Stored dataset items

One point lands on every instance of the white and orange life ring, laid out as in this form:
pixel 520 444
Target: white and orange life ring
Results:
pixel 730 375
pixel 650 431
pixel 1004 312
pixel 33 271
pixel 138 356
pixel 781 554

PROBLEM TO SOLVE: Every entry shown above should be transcribed without alteration.

WRITTEN RESPONSE:
One point lands on every instance of the white and orange life ring, laid out as in this form:
pixel 520 444
Target: white and orange life ring
Results:
pixel 730 375
pixel 650 431
pixel 1004 312
pixel 33 271
pixel 138 356
pixel 781 554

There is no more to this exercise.